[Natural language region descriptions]
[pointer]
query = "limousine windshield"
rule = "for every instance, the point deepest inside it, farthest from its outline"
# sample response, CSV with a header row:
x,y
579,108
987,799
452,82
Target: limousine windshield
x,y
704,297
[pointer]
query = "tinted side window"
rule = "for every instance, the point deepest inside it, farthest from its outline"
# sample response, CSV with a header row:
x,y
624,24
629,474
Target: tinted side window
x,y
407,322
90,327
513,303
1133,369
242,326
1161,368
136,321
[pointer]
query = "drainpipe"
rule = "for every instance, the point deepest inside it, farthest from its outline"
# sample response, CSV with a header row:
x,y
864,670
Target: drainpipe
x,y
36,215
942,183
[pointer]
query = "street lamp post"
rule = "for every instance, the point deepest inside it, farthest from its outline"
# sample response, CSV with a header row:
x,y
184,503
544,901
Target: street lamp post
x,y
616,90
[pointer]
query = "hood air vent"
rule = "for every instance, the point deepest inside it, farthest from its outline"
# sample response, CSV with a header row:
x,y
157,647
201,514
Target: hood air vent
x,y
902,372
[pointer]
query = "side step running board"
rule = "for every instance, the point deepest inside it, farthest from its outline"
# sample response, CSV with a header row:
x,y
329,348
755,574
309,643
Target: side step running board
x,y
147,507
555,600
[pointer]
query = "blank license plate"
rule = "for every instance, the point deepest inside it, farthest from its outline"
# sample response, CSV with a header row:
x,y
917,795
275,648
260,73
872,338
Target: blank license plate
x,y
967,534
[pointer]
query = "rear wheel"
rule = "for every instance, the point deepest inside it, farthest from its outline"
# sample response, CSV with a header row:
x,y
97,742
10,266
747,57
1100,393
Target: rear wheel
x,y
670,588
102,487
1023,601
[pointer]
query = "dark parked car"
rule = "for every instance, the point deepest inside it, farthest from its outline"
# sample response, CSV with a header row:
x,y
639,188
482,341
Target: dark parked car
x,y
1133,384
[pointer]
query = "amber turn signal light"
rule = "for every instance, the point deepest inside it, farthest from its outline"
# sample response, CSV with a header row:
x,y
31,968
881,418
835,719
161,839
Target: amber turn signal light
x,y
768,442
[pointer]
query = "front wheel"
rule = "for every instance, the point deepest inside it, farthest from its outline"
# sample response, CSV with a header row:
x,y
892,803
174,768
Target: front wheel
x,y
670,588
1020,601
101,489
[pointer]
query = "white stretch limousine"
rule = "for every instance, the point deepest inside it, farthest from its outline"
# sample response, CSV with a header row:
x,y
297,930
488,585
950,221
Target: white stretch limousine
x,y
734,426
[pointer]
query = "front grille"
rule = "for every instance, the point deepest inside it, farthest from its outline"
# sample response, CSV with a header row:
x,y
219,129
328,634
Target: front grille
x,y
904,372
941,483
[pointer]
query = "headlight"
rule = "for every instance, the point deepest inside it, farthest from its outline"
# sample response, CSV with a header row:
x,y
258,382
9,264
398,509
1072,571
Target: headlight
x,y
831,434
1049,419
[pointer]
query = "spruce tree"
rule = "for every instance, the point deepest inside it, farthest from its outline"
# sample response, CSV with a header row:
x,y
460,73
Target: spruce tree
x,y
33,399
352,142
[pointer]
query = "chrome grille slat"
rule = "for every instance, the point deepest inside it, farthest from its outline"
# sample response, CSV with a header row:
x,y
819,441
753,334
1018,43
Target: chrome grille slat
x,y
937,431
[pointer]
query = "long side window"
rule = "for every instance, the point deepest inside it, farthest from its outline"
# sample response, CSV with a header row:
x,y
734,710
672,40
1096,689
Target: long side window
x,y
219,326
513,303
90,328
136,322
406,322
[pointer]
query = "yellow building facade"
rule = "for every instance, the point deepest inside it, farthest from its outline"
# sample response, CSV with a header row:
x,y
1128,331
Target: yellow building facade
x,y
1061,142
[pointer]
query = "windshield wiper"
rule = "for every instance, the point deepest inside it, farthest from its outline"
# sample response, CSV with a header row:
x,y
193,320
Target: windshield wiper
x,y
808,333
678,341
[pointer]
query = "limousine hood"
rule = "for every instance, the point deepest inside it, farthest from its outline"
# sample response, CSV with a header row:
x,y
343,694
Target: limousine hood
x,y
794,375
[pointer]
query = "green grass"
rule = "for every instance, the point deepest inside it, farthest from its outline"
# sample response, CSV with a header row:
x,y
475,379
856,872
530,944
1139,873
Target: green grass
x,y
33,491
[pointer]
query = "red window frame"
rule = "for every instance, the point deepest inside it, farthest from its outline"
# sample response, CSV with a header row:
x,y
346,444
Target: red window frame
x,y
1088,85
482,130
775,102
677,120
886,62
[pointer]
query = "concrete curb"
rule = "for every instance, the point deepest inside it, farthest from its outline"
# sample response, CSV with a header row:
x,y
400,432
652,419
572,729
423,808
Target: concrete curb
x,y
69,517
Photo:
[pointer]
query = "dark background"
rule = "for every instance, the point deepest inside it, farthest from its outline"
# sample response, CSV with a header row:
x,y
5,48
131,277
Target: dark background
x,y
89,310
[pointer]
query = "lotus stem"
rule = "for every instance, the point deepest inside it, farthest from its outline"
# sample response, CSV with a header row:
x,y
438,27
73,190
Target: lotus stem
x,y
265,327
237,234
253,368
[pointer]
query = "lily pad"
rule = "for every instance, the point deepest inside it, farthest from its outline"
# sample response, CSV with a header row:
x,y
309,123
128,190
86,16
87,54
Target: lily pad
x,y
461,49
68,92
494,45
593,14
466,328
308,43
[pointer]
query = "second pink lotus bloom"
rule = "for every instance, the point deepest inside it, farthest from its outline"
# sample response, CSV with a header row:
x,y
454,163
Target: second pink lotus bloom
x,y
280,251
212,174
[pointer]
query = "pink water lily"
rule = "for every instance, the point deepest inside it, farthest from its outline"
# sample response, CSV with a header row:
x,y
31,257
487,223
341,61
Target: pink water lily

▸ EXERCISE AIM: Set down all of the records shown above once more, exactly.

▸ SOLUTION TO THE PROBLEM:
[pointer]
query = "limousine windshield"
rule = "for every instance, the point deepest inside it, farthest from its outline"
# sample response, CSV with a header row:
x,y
579,108
987,799
452,82
Target: limousine windshield
x,y
704,297
[pointer]
query = "tinted side window"
rule = "for every instance, the point deepest inside it, farthest from its outline"
# sample response, CSV with a header row:
x,y
624,24
629,474
Target: tinted side window
x,y
407,322
90,327
513,303
1133,369
242,326
1161,368
136,321
[pointer]
query = "drainpipe"
rule = "for every instance, the point deepest inside it, farthest from its outline"
# sample response, CSV with a header row:
x,y
864,670
Target: drainpipe
x,y
36,215
942,183
[pointer]
query = "street lamp post"
rule = "for every instance, the point deepest inside it, farthest from its outline"
# sample response, CSV with a header row:
x,y
184,503
544,901
Target: street lamp post
x,y
616,90
[pointer]
query = "hood air vent"
rule = "for every instance, the point deepest inside it, farthest from its outline"
# sample response, CSV with a header row:
x,y
157,647
201,514
Target: hood air vent
x,y
902,372
[pointer]
query = "side step running board"
rule = "for every instance, the point deepest inside it, farthest from its outline"
# sample response, CSV with a header row:
x,y
329,348
755,574
309,643
Target: side step running board
x,y
147,507
555,600
[pointer]
query = "blank license plate"
rule = "for every instance, the point deepest inside it, farthest from its outline"
# sample response, CSV with a header row:
x,y
917,795
275,648
260,73
872,338
Target: blank license plate
x,y
967,534
[pointer]
query = "rear wheel"
rule = "for every instance, the point deepest inside it, farthest from its outline"
# sample response, CSV with a header row:
x,y
97,742
10,266
747,57
1100,393
Target: rear wheel
x,y
670,588
102,487
1023,601
[pointer]
query = "dark parked car"
rule = "for every instance, the point deepest inside it, farthest from its outline"
# sample response, CSV with a header row:
x,y
639,188
482,341
Target: dark parked car
x,y
1133,384
[pointer]
query = "amber turn signal light"
rule = "for every instance, the point deepest inside it, farthest from its outline"
# sample response, CSV with a header row:
x,y
31,968
881,418
835,719
161,839
Target: amber turn signal light
x,y
768,442
[pointer]
query = "front wheel"
rule = "for every instance, the point deepest inside it, farthest from its outline"
# sample response, CSV with a header row:
x,y
892,803
174,768
Target: front wheel
x,y
670,588
1020,601
101,489
[pointer]
query = "white stretch limousine"
rule = "for every instance, the point deepest inside it, farthest from its outline"
# sample response, CSV with a header row:
x,y
297,930
488,585
950,221
Target: white stretch limousine
x,y
734,426
[pointer]
query = "front grille"
rule = "for every instance, the point deepest inside it, farthest from its outline"
# sample response, CSV with a header row:
x,y
219,129
328,634
Target: front grille
x,y
904,372
941,483
[pointer]
query = "headlight"
rule = "for every instance, the point deepest inside it, farthest from its outline"
# sample response, CSV with a header row:
x,y
258,382
9,264
398,509
1072,571
Target: headlight
x,y
831,434
1049,419
[pointer]
query = "spruce tree"
rule = "for every instance, the point deepest inside it, farthest from its outline"
# sample response, CSV with a header row:
x,y
460,73
Target: spruce tree
x,y
33,399
352,142
[pointer]
query = "chrome grille slat"
rule = "for every instance, the point deepest inside it, farthest from its outline"
# sample response, CSV with a header row:
x,y
819,441
753,334
1018,43
Target: chrome grille slat
x,y
937,431
[pointer]
query = "long side window"
rule = "for every instance, the point deepest inside it, farthest from its outline"
# sample response, CSV with a header row:
x,y
734,710
672,40
1096,689
Target: long side window
x,y
219,326
513,303
90,328
136,322
406,322
[pointer]
query = "yellow building facade"
rule = "for every instance, the point deepest inside it, farthest from its outline"
# sample response, CSV with a header row:
x,y
1128,331
Target: yellow building facade
x,y
1061,142
[pointer]
query = "windshield wiper"
rule = "for every instance, the point deepest inside it, farthest from its outline"
# sample response, CSV with a header row:
x,y
193,320
Target: windshield wiper
x,y
808,333
678,341
[pointer]
query = "limousine hood"
rule = "for every instance, the point deepest inside it, farthest from its outline"
# sample response, CSV with a header row:
x,y
343,694
Target: limousine hood
x,y
794,375
[pointer]
query = "green grass"
rule = "for every instance, the point deepest inside it, farthest from its outline"
# sample response, CSV with a header row:
x,y
475,379
856,872
530,944
1139,873
Target: green grass
x,y
33,491
[pointer]
query = "red window frame"
rule = "for every instance, the point deepest inside it, farthest from its outline"
# sample response, CSV with a header row:
x,y
346,444
Target: red window frame
x,y
1088,85
482,130
775,102
677,120
886,62
[pointer]
query = "concrete curb"
rule = "for every instance, the point deepest inside it, farthest from its outline"
# sample response, CSV with a header row:
x,y
400,432
652,419
572,729
423,808
Target: concrete curb
x,y
69,517
Photo:
[pointer]
query = "dark background"
rule = "for every instance, the point deepest inside it, farthest from its outline"
# sample response, CSV with a header row:
x,y
5,48
131,277
Target: dark background
x,y
89,310
[pointer]
query = "lotus stem"
rule = "for every instance, the point deepest inside it, farthest from its outline"
# sample response, CSV with a header row:
x,y
438,27
73,190
Target: lotus stem
x,y
265,327
237,234
253,368
[pointer]
query = "lily pad"
rule = "for every instance, the point deepest inside it, farthest from its outline"
# sample response, CSV with a header row:
x,y
309,123
128,190
86,16
87,54
Target: lily pad
x,y
461,49
68,92
494,45
593,14
466,328
308,43
[pointer]
query = "second pink lotus bloom"
rule = "for every instance, the point deepest inside it, farthest from its outline"
# sample response, CSV with a header row:
x,y
454,163
Target: second pink lotus bloom
x,y
280,251
212,174
[pointer]
query = "pink water lily"
rule = "for every instance, the point deepest inside it, farthest from its outline"
# sample response, CSV with a header row:
x,y
31,257
487,223
341,61
Target: pink water lily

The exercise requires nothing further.